__EXERCISE TEXT__.
● ● ● ●
While the nation watched in horror as the events unfolded at the Boston Marathon this April, Steve Saltsman, Bomb Squad Commander for the Columbus Division of Fire, knew that the work he does was about to get a lot of attention. Capital Crossroads SID has worked with Saltsman for several years, helping to coordinate bomb safety and suspicious package trainings for security officers in buildings throughout downtown. The work he and his team at the Division of Fire, along with the Division of Police, do to keep us safe is of paramount importance.
The goal of terrorists like those who struck the Boston Marathon is to make us feel unsafe and to affect adversely the way we live our lives. Saltsman explains that the work of the Bomb Squad is to prevent such events. While no one is guaranteed 100 percent safety, there are many men and women at work daily to prevent attacks.
“After the Boston Marathon, I was asked many times if people should feel safe at special events downtown, like the Cap City Half Marathon or Red, White and Boom,” explained Saltsman. “I would always answer, ‘yes!’. That is why the Bomb Squad is there, and we cannot let the terrorists win.”
The key to the Bomb Squad’s efforts is being proactive. The Olympic bombing in 1996 marked a change to this mindset; 9/11 cemented it. Being proactive means having teams of agents from the Bomb Squad, law enforcement, hazardous materials units and canine units all working together as a real presence on the street. These groups work both for special events and as a daily presence on the streets.
● ● ● ●
Rewrite everything in the Bomb Squad passage from "While the nation" down to "to prevent attacks.", with "attackers" in place of "terrorists".

Natural language region descriptions
● ● ● ●
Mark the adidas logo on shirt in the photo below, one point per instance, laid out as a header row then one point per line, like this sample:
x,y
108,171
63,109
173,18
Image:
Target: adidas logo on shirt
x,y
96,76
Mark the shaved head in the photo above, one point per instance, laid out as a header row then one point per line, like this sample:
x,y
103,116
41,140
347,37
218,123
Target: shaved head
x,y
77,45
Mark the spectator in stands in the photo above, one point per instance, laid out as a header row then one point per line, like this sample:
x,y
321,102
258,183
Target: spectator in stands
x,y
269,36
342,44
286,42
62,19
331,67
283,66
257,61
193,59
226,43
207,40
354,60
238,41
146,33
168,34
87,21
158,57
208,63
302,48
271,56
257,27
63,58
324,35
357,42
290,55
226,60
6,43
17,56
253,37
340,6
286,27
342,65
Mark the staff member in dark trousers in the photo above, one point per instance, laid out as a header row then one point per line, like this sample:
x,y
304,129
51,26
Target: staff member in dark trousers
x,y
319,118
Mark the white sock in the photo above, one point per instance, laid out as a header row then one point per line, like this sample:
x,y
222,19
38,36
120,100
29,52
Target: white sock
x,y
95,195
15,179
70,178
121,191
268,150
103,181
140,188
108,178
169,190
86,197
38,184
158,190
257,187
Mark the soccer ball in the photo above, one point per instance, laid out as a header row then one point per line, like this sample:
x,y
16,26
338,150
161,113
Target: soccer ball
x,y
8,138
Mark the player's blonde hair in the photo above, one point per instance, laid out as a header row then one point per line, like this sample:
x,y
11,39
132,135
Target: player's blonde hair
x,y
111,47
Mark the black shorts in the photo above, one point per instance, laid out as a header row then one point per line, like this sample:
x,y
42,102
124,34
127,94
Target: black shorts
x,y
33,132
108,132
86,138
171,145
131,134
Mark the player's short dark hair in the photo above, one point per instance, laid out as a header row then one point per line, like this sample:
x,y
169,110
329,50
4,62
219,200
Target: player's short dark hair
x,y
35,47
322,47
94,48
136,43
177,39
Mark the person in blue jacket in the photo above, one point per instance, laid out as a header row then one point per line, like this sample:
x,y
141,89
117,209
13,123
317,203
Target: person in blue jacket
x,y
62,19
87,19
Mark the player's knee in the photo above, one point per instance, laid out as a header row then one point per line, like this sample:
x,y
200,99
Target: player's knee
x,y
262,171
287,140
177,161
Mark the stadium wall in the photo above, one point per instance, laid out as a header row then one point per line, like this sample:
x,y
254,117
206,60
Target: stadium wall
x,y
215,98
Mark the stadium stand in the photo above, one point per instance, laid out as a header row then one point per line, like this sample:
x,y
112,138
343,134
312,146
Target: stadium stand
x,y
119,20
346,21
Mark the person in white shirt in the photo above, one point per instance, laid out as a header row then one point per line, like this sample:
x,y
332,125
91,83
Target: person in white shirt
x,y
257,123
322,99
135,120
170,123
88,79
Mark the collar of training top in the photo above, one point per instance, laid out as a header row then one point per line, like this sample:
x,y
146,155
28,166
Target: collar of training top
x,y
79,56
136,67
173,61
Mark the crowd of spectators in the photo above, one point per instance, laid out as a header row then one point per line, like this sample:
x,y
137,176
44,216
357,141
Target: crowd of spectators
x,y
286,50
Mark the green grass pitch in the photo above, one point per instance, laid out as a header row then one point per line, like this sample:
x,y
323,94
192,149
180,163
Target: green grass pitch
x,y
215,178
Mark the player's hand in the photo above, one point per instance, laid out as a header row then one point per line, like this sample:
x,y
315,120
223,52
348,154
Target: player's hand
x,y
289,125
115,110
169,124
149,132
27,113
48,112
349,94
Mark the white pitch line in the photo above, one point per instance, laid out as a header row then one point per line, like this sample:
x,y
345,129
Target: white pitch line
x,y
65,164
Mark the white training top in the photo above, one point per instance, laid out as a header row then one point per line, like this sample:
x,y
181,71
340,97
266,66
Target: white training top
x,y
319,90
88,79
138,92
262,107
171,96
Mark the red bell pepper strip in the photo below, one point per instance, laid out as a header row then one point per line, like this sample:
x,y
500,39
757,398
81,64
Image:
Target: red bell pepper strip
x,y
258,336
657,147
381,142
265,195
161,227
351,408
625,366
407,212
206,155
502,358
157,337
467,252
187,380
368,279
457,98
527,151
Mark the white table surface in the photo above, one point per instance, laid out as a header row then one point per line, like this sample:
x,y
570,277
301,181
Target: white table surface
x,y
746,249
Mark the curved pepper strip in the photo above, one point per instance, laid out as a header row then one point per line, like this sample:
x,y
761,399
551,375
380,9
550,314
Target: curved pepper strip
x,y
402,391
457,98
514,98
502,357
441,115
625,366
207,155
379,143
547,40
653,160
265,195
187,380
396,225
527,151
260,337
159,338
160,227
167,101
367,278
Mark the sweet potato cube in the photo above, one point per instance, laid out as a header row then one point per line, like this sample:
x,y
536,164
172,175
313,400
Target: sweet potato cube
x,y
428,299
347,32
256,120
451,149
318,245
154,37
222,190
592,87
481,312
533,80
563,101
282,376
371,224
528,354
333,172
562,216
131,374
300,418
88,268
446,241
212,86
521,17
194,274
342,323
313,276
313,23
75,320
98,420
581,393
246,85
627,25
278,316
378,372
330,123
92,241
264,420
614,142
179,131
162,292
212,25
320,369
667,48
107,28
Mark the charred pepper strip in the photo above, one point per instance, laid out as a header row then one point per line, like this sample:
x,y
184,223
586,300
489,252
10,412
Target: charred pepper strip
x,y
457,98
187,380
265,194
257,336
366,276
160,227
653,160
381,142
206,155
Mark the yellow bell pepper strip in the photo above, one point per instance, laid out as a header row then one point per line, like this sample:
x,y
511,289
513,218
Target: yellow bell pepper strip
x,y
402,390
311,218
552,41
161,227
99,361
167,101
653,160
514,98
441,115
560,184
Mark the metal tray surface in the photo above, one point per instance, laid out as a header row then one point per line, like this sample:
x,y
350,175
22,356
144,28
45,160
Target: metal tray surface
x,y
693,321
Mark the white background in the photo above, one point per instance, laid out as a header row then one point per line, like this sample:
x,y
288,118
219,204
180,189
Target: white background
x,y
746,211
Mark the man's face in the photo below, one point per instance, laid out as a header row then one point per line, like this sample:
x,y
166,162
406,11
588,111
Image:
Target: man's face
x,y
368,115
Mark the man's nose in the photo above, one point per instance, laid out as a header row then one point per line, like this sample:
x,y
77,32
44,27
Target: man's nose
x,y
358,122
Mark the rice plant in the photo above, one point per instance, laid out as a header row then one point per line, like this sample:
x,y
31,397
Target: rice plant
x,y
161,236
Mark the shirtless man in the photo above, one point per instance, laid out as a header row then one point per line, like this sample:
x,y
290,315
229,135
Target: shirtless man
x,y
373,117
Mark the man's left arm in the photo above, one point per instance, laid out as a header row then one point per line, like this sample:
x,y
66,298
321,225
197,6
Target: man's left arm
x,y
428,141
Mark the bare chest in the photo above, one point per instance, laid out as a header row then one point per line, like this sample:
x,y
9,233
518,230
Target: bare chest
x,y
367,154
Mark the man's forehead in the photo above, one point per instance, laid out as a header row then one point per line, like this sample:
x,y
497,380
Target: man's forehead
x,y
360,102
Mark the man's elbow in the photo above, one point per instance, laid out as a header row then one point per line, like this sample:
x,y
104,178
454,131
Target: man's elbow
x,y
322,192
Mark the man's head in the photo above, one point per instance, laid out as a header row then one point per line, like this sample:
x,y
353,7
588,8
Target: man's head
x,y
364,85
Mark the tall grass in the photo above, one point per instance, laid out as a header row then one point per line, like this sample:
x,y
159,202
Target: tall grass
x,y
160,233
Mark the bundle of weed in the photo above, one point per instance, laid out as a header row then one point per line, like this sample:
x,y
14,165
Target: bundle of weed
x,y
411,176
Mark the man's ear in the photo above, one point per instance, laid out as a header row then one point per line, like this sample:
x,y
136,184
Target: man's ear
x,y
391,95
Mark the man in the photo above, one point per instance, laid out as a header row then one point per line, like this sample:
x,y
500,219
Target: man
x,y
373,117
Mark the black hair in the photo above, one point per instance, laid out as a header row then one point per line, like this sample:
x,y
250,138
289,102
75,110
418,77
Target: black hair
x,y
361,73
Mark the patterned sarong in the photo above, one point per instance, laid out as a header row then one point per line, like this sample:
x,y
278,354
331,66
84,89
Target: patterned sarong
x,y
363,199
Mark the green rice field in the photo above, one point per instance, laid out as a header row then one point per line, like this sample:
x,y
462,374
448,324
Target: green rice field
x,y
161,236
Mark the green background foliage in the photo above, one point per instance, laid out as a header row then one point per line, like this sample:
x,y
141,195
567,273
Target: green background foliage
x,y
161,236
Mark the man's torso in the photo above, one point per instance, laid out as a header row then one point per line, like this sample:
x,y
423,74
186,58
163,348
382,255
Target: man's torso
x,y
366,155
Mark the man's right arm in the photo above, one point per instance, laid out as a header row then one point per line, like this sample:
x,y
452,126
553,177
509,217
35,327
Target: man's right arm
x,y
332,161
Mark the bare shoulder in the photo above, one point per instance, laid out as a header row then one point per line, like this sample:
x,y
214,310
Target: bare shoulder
● ● ● ●
__EXERCISE SOLUTION__.
While the nation watched in horror as the events unfolded at the Boston Marathon this April, Steve Saltsman, Bomb Squad Commander for the Columbus Division of Fire, knew that the work he does was about to get a lot of attention. Capital Crossroads SID has worked with Saltsman for several years, helping to coordinate bomb safety and suspicious package trainings for security officers in buildings throughout downtown. The work he and his team at the Division of Fire, along with the Division of Police, do to keep us safe is of paramount importance.
The goal of attackers like those who struck the Boston Marathon is to make us feel unsafe and to affect adversely the way we live our lives. Saltsman explains that the work of the Bomb Squad is to prevent such events. While no one is guaranteed 100 percent safety, there are many men and women at work daily to prevent attacks.